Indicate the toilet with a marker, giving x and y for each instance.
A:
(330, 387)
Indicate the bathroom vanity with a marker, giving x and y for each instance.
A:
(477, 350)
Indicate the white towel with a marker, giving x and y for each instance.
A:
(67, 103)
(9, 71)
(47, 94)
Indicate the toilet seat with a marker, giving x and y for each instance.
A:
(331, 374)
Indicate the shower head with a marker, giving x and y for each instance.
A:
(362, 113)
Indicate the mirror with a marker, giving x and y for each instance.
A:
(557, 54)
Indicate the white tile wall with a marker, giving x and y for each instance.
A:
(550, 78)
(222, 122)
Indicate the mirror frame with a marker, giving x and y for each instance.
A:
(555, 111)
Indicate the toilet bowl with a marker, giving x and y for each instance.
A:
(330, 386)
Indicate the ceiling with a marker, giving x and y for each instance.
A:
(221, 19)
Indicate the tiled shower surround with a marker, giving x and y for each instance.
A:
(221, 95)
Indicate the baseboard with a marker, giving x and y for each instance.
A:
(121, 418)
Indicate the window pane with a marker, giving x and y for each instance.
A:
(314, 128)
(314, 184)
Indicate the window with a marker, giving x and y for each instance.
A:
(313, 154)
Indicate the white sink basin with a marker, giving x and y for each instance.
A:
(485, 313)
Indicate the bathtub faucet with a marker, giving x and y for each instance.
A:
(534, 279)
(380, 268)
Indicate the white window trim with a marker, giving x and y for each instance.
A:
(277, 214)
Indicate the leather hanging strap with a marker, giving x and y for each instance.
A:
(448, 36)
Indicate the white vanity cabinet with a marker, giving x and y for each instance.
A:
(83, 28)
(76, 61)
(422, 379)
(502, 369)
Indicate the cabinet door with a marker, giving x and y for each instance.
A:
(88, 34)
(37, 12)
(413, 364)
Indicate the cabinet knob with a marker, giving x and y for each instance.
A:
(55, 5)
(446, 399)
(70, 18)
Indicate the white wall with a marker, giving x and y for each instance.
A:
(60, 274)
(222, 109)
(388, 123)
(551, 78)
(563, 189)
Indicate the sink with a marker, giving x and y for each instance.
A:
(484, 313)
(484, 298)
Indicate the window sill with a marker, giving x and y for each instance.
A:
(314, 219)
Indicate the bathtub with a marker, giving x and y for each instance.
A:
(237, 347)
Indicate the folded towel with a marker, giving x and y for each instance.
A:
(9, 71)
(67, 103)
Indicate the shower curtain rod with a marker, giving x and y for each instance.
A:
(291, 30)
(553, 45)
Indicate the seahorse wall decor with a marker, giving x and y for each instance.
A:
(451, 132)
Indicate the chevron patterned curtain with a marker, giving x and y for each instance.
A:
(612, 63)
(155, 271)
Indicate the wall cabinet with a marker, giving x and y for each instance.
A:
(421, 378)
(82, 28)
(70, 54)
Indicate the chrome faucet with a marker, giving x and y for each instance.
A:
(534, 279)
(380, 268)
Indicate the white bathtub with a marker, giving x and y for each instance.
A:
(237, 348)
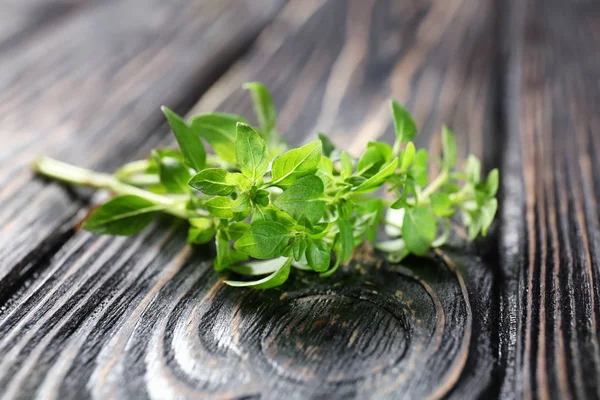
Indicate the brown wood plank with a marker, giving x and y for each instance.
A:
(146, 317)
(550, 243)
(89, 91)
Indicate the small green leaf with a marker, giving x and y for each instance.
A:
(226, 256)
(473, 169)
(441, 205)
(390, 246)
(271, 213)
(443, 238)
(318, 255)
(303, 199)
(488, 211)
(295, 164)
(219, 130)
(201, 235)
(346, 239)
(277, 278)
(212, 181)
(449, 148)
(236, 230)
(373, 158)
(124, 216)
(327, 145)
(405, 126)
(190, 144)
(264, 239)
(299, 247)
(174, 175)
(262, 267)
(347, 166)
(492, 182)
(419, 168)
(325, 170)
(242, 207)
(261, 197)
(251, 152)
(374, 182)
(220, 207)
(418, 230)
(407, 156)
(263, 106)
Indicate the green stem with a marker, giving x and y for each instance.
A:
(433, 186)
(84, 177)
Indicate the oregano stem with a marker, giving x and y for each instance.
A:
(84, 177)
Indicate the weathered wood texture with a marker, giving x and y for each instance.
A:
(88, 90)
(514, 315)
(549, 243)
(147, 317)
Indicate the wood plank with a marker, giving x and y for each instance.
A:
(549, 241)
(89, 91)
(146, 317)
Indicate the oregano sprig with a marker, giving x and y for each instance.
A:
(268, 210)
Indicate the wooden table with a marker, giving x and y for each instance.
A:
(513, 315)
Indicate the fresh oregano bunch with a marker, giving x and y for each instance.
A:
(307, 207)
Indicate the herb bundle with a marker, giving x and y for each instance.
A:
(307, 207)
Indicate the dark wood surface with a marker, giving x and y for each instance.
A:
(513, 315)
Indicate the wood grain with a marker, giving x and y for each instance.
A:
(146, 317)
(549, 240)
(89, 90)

■ Work required: Set down all of the entries exactly as they stand, without any image.

■ Solution to this task:
Indicate the toilet with a marker, giving x and y for each instance.
A:
(330, 387)
Indicate the bathroom vanity with a marker, giving x and y for each instance.
A:
(477, 350)
Indicate the white towel with a marker, giving x and y for each instance.
A:
(67, 103)
(9, 71)
(47, 94)
Indicate the toilet seat with a marker, giving x and y for each instance.
A:
(331, 374)
Indicate the shower head with a marker, giving x and y for each instance.
A:
(362, 113)
Indicate the mirror with a marker, giving x and y for each instance.
A:
(557, 54)
Indicate the white tile wall with a marker, giving x and y for each instance.
A:
(550, 78)
(222, 122)
Indicate the mirror frame with a marker, giving x and y for each instance.
A:
(555, 111)
Indicate the toilet bowl with a marker, giving x and y for each instance.
A:
(330, 386)
Indicate the ceiling with a marker, giving x and y for each instance.
A:
(221, 19)
Indicate the tiled shower surround with a marker, giving x and y for each instance.
A:
(221, 95)
Indicate the baseboard with a marker, giving x and y for each instance.
A:
(121, 418)
Indicate the window pane with a marker, giving x and y for each instance.
A:
(314, 128)
(314, 184)
Indicate the window with a marker, giving x and y for each instance.
A:
(313, 154)
Indicate the white sink basin with a marker, giving x and y for each instance.
A:
(485, 313)
Indicate the bathtub faucet with a marker, giving x and y for each instance.
A:
(534, 279)
(380, 268)
Indicate the white window trim with a marker, giving x and y for each instance.
A:
(277, 214)
Indicate the leather hanging strap with a marker, giving x and y for each instance.
A:
(448, 36)
Indicate the white vanity cabinet with a marker, giving x and y for each instance.
A:
(83, 28)
(76, 61)
(422, 379)
(502, 369)
Indicate the cabinet door with a marker, giving x and y for each instance.
A:
(88, 34)
(37, 12)
(413, 364)
Indicate the cabinet knob with a marker, giving x and y for each instance.
A:
(55, 5)
(446, 399)
(70, 18)
Indicate the white wall with a marker, giving x and y for each instance.
A:
(60, 274)
(222, 109)
(388, 123)
(551, 78)
(563, 189)
Indicate the sink with a marker, giving x and y for each instance.
A:
(484, 313)
(484, 298)
Indicate the window sill with a marker, giving x and y for each instance.
A:
(314, 219)
Indicate the bathtub with a marker, giving x and y for each instance.
A:
(237, 347)
Indicate the folded towel with a marker, giving x and y for each instance.
A:
(9, 71)
(67, 103)
Indicate the shower curtain rod with a marker, giving x and y for each instance.
A:
(291, 30)
(553, 45)
Indicate the seahorse wall decor with a marker, giving x and y for each instance.
A:
(451, 132)
Indicate the chevron patterned curtain with a marker, giving x and y for each instance.
A:
(612, 63)
(155, 271)
Indicate the wall cabinet with a marker, giving x and y for each instance.
A:
(421, 378)
(82, 28)
(70, 54)
Indicate the chrome faucet with a marker, giving x and y for each instance.
A:
(534, 279)
(380, 268)
Indicate the white bathtub with a marker, giving x and y for each instance.
A:
(237, 348)
Indicate the brown wood plank with a marker, giving x and y for each instance.
A:
(146, 317)
(550, 243)
(89, 91)
Indicate the small green leaf with a marker, giving x and y for each instance.
A:
(226, 256)
(473, 169)
(441, 205)
(390, 246)
(271, 213)
(443, 238)
(318, 255)
(303, 199)
(488, 211)
(295, 164)
(219, 130)
(201, 235)
(346, 239)
(277, 278)
(212, 181)
(449, 148)
(236, 230)
(373, 158)
(124, 216)
(327, 145)
(405, 126)
(190, 144)
(264, 239)
(299, 247)
(174, 175)
(262, 267)
(347, 166)
(492, 182)
(419, 168)
(325, 170)
(242, 207)
(261, 197)
(251, 152)
(374, 182)
(220, 207)
(418, 230)
(407, 156)
(263, 106)
Indicate the green stem with a marker, giving x and y for each instance.
A:
(433, 186)
(84, 177)
Indicate the oregano stem with a marker, giving x and y for each instance.
A:
(84, 177)
Indicate the weathered wood texture with a marker, giving x and y for each instance.
A:
(88, 90)
(514, 315)
(549, 243)
(147, 317)
Indicate the wood plank with a marker, giving x and y for each instance.
A:
(549, 241)
(89, 91)
(146, 317)
Indicate the oregano sprig with a marker, giving x and y for each instance.
A:
(268, 210)
Indicate the wooden table with a marker, giving x and y for each instance.
A:
(513, 315)
Indicate the fresh oregano bunch with a marker, giving x and y for each instance.
A:
(307, 207)
Indicate the herb bundle with a marker, giving x and y for each instance.
A:
(307, 207)
Indicate the dark wood surface with a marker, giving x and y for each instance.
A:
(513, 315)
Indicate the wood grain with a marker, giving x and y for each instance.
A:
(146, 317)
(549, 240)
(89, 90)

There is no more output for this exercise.